→ **Listed records**
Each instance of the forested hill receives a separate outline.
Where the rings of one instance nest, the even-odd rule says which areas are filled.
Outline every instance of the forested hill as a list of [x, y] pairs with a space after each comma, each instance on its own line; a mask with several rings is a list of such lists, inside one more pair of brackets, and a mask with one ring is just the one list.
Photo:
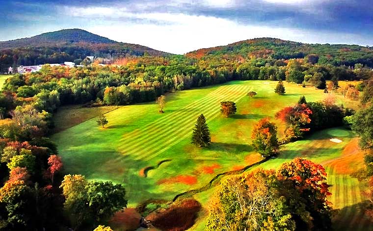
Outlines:
[[0, 42], [0, 48], [15, 48], [27, 47], [55, 46], [67, 43], [116, 43], [109, 39], [80, 29], [62, 29], [49, 32], [30, 38], [20, 38], [5, 42]]
[[116, 42], [82, 29], [63, 29], [0, 42], [0, 72], [16, 62], [27, 66], [74, 61], [89, 56], [115, 59], [145, 54], [169, 55], [144, 46]]
[[315, 61], [320, 64], [335, 66], [353, 66], [362, 63], [373, 66], [373, 47], [356, 45], [309, 44], [271, 38], [241, 41], [226, 46], [199, 49], [186, 56], [198, 59], [220, 58], [267, 58], [289, 59], [304, 58], [316, 55]]

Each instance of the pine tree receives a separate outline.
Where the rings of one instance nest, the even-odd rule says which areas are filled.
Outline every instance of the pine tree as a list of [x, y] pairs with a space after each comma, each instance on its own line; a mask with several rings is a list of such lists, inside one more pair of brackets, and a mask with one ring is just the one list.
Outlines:
[[201, 114], [197, 119], [193, 129], [191, 143], [199, 147], [206, 147], [211, 144], [210, 130], [203, 114]]
[[299, 100], [298, 100], [298, 104], [307, 104], [307, 101], [306, 101], [306, 97], [304, 95], [302, 95], [299, 98]]
[[279, 95], [283, 95], [285, 93], [285, 87], [284, 87], [284, 84], [282, 83], [282, 80], [280, 80], [278, 81], [278, 84], [276, 86], [276, 88], [274, 88], [275, 93], [277, 93]]

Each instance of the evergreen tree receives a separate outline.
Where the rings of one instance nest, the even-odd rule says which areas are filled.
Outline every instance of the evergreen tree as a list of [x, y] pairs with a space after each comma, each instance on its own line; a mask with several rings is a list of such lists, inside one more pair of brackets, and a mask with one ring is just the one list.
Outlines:
[[307, 101], [306, 101], [306, 97], [304, 95], [302, 95], [299, 98], [299, 100], [298, 100], [298, 104], [307, 104]]
[[280, 80], [278, 81], [278, 84], [276, 86], [276, 88], [274, 88], [275, 93], [277, 93], [279, 95], [283, 95], [285, 93], [285, 87], [284, 87], [284, 84], [282, 83], [282, 80]]
[[203, 114], [201, 114], [197, 119], [193, 129], [191, 143], [199, 147], [206, 147], [211, 144], [210, 130]]
[[312, 86], [319, 89], [325, 89], [326, 87], [326, 81], [323, 75], [320, 73], [316, 73], [311, 78]]

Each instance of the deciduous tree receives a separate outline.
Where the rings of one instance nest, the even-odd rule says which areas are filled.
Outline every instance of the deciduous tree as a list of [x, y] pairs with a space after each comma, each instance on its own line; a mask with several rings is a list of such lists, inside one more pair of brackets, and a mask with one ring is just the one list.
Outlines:
[[278, 149], [277, 129], [265, 118], [259, 120], [253, 130], [251, 139], [255, 150], [265, 157], [273, 155]]
[[360, 147], [373, 149], [373, 105], [358, 111], [354, 116], [352, 128], [360, 137]]
[[274, 92], [279, 95], [283, 95], [285, 93], [285, 87], [284, 87], [282, 80], [280, 80], [278, 81], [278, 83], [276, 86], [276, 88], [274, 88]]
[[163, 112], [163, 110], [164, 108], [164, 105], [166, 104], [166, 96], [161, 95], [157, 98], [156, 102], [158, 104], [158, 106], [160, 107], [160, 113], [164, 113], [164, 112]]
[[250, 96], [250, 98], [252, 98], [257, 95], [257, 93], [255, 91], [249, 91], [247, 92], [247, 96]]
[[93, 231], [114, 231], [109, 226], [99, 226]]
[[102, 126], [103, 128], [105, 125], [107, 124], [109, 122], [107, 121], [107, 119], [106, 118], [106, 116], [104, 114], [102, 114], [99, 116], [96, 122], [97, 122], [97, 125]]
[[232, 101], [220, 102], [220, 112], [225, 117], [229, 117], [231, 115], [235, 114], [237, 112], [236, 103]]
[[63, 166], [61, 157], [57, 155], [52, 155], [48, 158], [48, 171], [51, 175], [51, 180], [53, 185], [53, 179], [54, 173], [59, 172]]

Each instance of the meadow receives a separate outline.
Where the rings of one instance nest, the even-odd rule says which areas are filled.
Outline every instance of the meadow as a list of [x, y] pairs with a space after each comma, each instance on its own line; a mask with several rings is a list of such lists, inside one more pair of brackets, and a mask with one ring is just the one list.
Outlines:
[[[296, 103], [301, 95], [308, 102], [325, 97], [322, 90], [288, 83], [285, 83], [286, 94], [279, 96], [273, 90], [276, 84], [232, 81], [168, 93], [164, 114], [158, 113], [155, 103], [122, 106], [105, 114], [109, 123], [103, 129], [93, 118], [61, 129], [52, 138], [58, 144], [67, 173], [123, 184], [130, 207], [150, 199], [171, 200], [179, 193], [204, 186], [218, 173], [241, 169], [262, 160], [251, 145], [252, 130], [258, 120], [271, 118], [278, 126], [281, 138], [285, 125], [274, 118], [277, 112]], [[252, 90], [258, 95], [250, 98], [246, 94]], [[337, 99], [338, 104], [347, 107], [357, 104], [340, 96]], [[220, 114], [220, 102], [225, 100], [237, 105], [237, 113], [231, 117]], [[60, 111], [56, 116], [63, 117], [68, 112], [67, 109]], [[206, 117], [212, 138], [212, 144], [206, 148], [190, 144], [192, 129], [201, 113]], [[65, 121], [69, 120], [69, 116], [65, 117]], [[76, 123], [83, 120], [84, 118]], [[63, 122], [63, 119], [55, 121], [57, 129]], [[331, 138], [343, 142], [337, 144], [329, 141]], [[353, 152], [358, 152], [356, 144], [351, 131], [342, 128], [328, 129], [283, 145], [278, 158], [260, 167], [276, 169], [296, 156], [322, 164], [332, 185], [330, 200], [333, 208], [341, 209], [336, 220], [347, 223], [336, 224], [352, 227], [355, 224], [353, 221], [362, 221], [356, 215], [356, 205], [364, 201], [360, 194], [363, 186], [349, 175], [362, 165], [362, 154], [359, 153], [360, 157], [355, 158], [356, 153]], [[194, 196], [204, 208], [191, 230], [204, 230], [203, 218], [209, 199], [216, 189]], [[350, 221], [351, 217], [354, 219]], [[346, 218], [349, 221], [346, 221]], [[359, 223], [362, 224], [362, 229], [366, 228], [367, 222]]]

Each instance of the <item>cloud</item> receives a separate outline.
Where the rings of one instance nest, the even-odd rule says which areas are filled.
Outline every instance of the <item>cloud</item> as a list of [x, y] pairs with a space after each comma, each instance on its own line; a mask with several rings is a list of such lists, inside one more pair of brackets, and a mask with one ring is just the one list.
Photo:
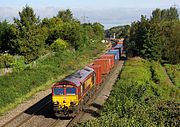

→ **Prompt**
Please set out every line of the listing above as a numbered list, leaving out blank lines and the pictures.

→ **Problem solution**
1. Each instance of the forested hill receives a separate outline.
2. Where the rings of one instance nest, the even-odd rule says which areas are filled.
3. Outline every instance of the forested hill as a list of [x, y] pairs with a space after each comma, each instance on its own line; a mask with several rings is a list of such lists, inside one more pair of brackets, and a mask with one ring is just the one list.
4. Photo:
5. Outlines:
6. [[0, 42], [0, 48], [15, 48], [27, 47], [55, 46], [67, 43], [116, 43], [109, 39], [80, 29], [62, 29], [49, 32], [30, 38], [20, 38], [5, 42]]
7. [[116, 42], [82, 29], [63, 29], [0, 42], [0, 72], [16, 62], [27, 66], [74, 61], [89, 56], [115, 59], [145, 54], [169, 55], [144, 46]]
8. [[315, 61], [320, 64], [335, 66], [353, 66], [362, 63], [373, 66], [373, 47], [356, 45], [309, 44], [271, 38], [241, 41], [226, 46], [199, 49], [186, 56], [198, 59], [220, 58], [267, 58], [289, 59], [304, 58], [316, 55]]
9. Each instance of the pine tree receives a separate outline.
10. Where the rings of one instance nest, the even-odd rule says which areas are filled.
11. Outline every instance of the pine tree as a list of [x, y] pairs with a space after each comma, each instance on its own line; a mask with several rings is a list of such lists, inside one more pair of brackets, and a mask with one ring is just the one list.
12. Outlines:
13. [[201, 114], [197, 119], [193, 129], [191, 143], [199, 147], [206, 147], [211, 144], [210, 130], [203, 114]]
14. [[299, 100], [298, 100], [298, 104], [307, 104], [307, 101], [306, 101], [306, 97], [304, 95], [302, 95], [299, 98]]
15. [[279, 95], [283, 95], [285, 93], [285, 87], [284, 87], [284, 84], [282, 83], [282, 80], [280, 80], [278, 81], [278, 84], [276, 86], [276, 88], [274, 88], [275, 93], [277, 93]]
16. Each instance of the evergreen tree receives a separate outline.
17. Where the rings of one instance nest, the even-odd rule says which areas are filled.
18. Outline every instance of the evergreen tree as a list of [x, y] pairs with a space after each comma, each instance on its own line; a mask with several rings is a list of such lists, inside one more pair of brackets, and a mask with one ring is just the one list.
19. Outlines:
20. [[307, 101], [306, 101], [306, 97], [304, 95], [302, 95], [299, 98], [299, 100], [298, 100], [298, 104], [307, 104]]
21. [[280, 80], [278, 81], [278, 84], [276, 86], [276, 88], [274, 88], [275, 93], [277, 93], [279, 95], [283, 95], [285, 93], [285, 87], [284, 87], [284, 84], [282, 83], [282, 80]]
22. [[203, 114], [201, 114], [197, 119], [193, 129], [191, 143], [199, 147], [206, 147], [211, 144], [210, 130]]
23. [[312, 86], [319, 89], [325, 89], [326, 87], [326, 81], [323, 75], [320, 73], [316, 73], [311, 78]]
24. Each instance of the deciduous tree receives a separate outline.
25. Where the rings of one instance nest, the even-odd rule says which areas are filled.
26. Outline every instance of the deciduous tree as a list of [x, y] pairs with a space after each comma, each instance on its own line; a mask with several rings is a list of such lists, inside one more pair of brackets, and a mask with one ring is just the one list.
27. Outlines:
28. [[278, 149], [277, 129], [265, 118], [259, 120], [253, 130], [251, 139], [255, 150], [265, 157], [273, 155]]
29. [[360, 147], [373, 149], [373, 105], [358, 111], [354, 116], [352, 128], [360, 137]]
30. [[274, 92], [279, 95], [283, 95], [285, 93], [285, 87], [284, 87], [282, 80], [280, 80], [278, 81], [278, 83], [276, 86], [276, 88], [274, 88]]
31. [[163, 112], [163, 110], [164, 108], [164, 105], [166, 104], [166, 96], [161, 95], [157, 98], [156, 102], [158, 104], [158, 106], [160, 107], [160, 113], [164, 113], [164, 112]]
32. [[250, 96], [250, 98], [252, 98], [257, 95], [257, 93], [255, 91], [249, 91], [247, 92], [247, 96]]
33. [[93, 231], [114, 231], [109, 226], [99, 226]]
34. [[102, 126], [103, 128], [105, 125], [107, 124], [109, 122], [107, 121], [107, 119], [106, 118], [106, 116], [104, 114], [102, 114], [99, 116], [96, 122], [97, 122], [97, 125]]
35. [[232, 101], [220, 102], [220, 112], [225, 117], [229, 117], [231, 115], [235, 114], [237, 112], [236, 103]]
36. [[63, 166], [61, 157], [57, 155], [52, 155], [48, 158], [48, 171], [51, 175], [51, 180], [53, 185], [53, 179], [54, 173], [59, 172]]
37. Each instance of the meadow receives a separate outline.
38. Where the rings of one instance nest, the even-odd rule says which areas are filled.
39. Outline every instance of the meadow as a list of [x, y] pairs with a space after each comma, each instance on its own line; a mask with several rings is a list of such lists, inside one more pair of brackets, and a mask with one ring is just the one list.
40. Outlines:
41. [[[296, 103], [301, 95], [308, 102], [325, 97], [322, 90], [288, 83], [285, 83], [286, 94], [279, 96], [273, 90], [276, 84], [232, 81], [168, 93], [164, 114], [158, 113], [155, 103], [122, 106], [105, 114], [109, 123], [103, 129], [93, 118], [61, 129], [52, 138], [58, 144], [67, 173], [123, 184], [130, 207], [150, 199], [171, 200], [179, 193], [204, 186], [218, 173], [241, 169], [262, 160], [251, 145], [252, 130], [258, 120], [271, 118], [278, 126], [281, 138], [285, 125], [274, 118], [277, 112]], [[252, 90], [258, 95], [250, 98], [246, 94]], [[337, 99], [338, 104], [347, 107], [357, 104], [340, 96]], [[220, 114], [220, 102], [225, 100], [237, 105], [237, 113], [231, 117]], [[60, 111], [56, 116], [63, 117], [68, 112], [67, 109]], [[206, 117], [212, 138], [212, 144], [206, 148], [190, 144], [192, 129], [201, 113]], [[65, 121], [69, 120], [69, 116], [65, 117]], [[76, 123], [83, 120], [84, 118]], [[63, 122], [63, 119], [55, 121], [57, 129]], [[331, 138], [343, 142], [337, 144], [329, 141]], [[353, 152], [358, 152], [356, 144], [351, 131], [342, 128], [328, 129], [283, 145], [278, 158], [260, 167], [276, 169], [296, 156], [322, 164], [332, 185], [330, 200], [333, 208], [341, 209], [336, 220], [347, 223], [336, 224], [352, 227], [355, 224], [353, 221], [362, 221], [356, 215], [356, 205], [364, 201], [360, 194], [363, 186], [349, 175], [362, 165], [362, 154], [359, 153], [360, 157], [355, 158], [356, 153]], [[194, 196], [204, 208], [191, 230], [204, 230], [203, 218], [209, 199], [216, 189]], [[350, 221], [351, 217], [354, 219]], [[346, 218], [349, 221], [346, 221]], [[359, 223], [362, 224], [362, 229], [366, 228], [367, 222]]]
42. Each instance of the <item>cloud</item> receives a separate outline.
43. Where the rings of one instance nest, the even-odd rule says which areas are filled.
44. Outline every instance of the <item>cloud</item> as a list of [x, y] pairs with a space after each comma, each instance on its own line; a mask with several rings is a list of such lists, inside one more pair of brackets, and a mask with one ring is just the one list.
45. Photo:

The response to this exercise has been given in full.